Sensitivity analysis of a time-delayed thermo-acoustic system via an adjoint-based approach

TL;DR

This paper employs adjoint-based sensitivity analysis to investigate and identify effective passive control mechanisms for a time-delayed thermo-acoustic system, specifically a Rijke tube with hot wires, to mitigate oscillations.

Contribution

It introduces an adjoint-based sensitivity analysis framework for thermo-acoustic systems, enabling the identification of passive control strategies and their optimal placement.

Findings

Force opposite to velocity stabilizes oscillations.

Downstream placement maximizes control effectiveness.

Sensitivity analysis guides passive control design.

Dataset excerpts
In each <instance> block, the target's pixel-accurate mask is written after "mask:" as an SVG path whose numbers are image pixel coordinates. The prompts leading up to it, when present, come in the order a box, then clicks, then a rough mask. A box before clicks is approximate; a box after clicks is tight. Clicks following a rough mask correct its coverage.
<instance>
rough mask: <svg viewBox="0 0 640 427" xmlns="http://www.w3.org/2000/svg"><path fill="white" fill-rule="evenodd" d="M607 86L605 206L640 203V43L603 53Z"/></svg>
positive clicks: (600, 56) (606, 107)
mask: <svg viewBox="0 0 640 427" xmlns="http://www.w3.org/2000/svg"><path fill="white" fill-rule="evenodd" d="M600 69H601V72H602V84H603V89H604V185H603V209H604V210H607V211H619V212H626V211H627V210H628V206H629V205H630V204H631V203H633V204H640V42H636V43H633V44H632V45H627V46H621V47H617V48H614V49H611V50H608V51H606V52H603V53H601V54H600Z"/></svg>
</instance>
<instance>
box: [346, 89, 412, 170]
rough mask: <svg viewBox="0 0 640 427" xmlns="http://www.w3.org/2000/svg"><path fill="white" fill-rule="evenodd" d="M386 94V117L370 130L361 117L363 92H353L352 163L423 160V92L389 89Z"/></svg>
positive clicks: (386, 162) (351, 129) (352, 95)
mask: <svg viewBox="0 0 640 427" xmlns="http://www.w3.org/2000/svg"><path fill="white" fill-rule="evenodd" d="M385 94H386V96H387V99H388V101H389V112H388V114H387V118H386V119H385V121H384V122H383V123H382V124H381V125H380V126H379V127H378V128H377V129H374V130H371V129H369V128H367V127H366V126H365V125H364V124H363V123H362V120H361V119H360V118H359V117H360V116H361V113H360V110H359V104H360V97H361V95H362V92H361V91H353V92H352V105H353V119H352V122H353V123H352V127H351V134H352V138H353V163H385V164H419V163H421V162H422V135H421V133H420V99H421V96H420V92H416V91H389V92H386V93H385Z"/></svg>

▶ [Problem set]
(1) Based on the thermo-acoustic paper summary, explain in one to three sentences why the paper applies adjoint-based sensitivity analysis to the Rijke tube with hot wires.
(2) Pick up the thermo-acoustic paper summary after its last line and continue it.
These records have no connection to the thermo-acoustic paper summary.

▶ [Answers provided]
(1) The paper uses adjoint-based sensitivity analysis to identify effective passive control mechanisms and their optimal placement. The goal is to mitigate oscillations in the time-delayed thermo-acoustic system.

(2)
Abstract

We apply adjoint-based sensitivity analysis to a time-delayed thermo-acoustic system: a Rijke tube containing a hot wire. We calculate how the growth rate and frequency of small oscillations about a base state are affected either by a generic passive control element in the system (the structural sensitivity analysis) or by a generic change to its base state (the base-state sensitivity analysis). We illustrate the structural sensitivity by calculating the effect of a second hot wire with a small heat release parameter. In a single calculation, this shows how the second hot wire changes the growth rate and frequency of the small oscillations, as a function of its position in the tube. We then examine the components of the structural sensitivity in order to determine the passive control mechanism that has the strongest influence on the growth rate. We find that a force applied to the acoustic momentum equation in the opposite direction to the instantaneous velocity is the most stabilizing feedback mechanism. We also find that its effect is maximized when it is placed at the downstream end of the tube. This feedback mechanism could be supplied, for example, by an adiabatic mesh. We illustrate the base-state sensitivity by calculating the effects of small variations in the damping factor, the heat-release time-delay coefficient, the heat-release parameter, and the hot wire location. The successful application of sensitivity analysis to thermo-acoustics opens up new possibilities for the passive control of thermo-acoustic oscillations by providing gradient information that can be combined with constrained optimization algorithms in order to reduce linear growth rates.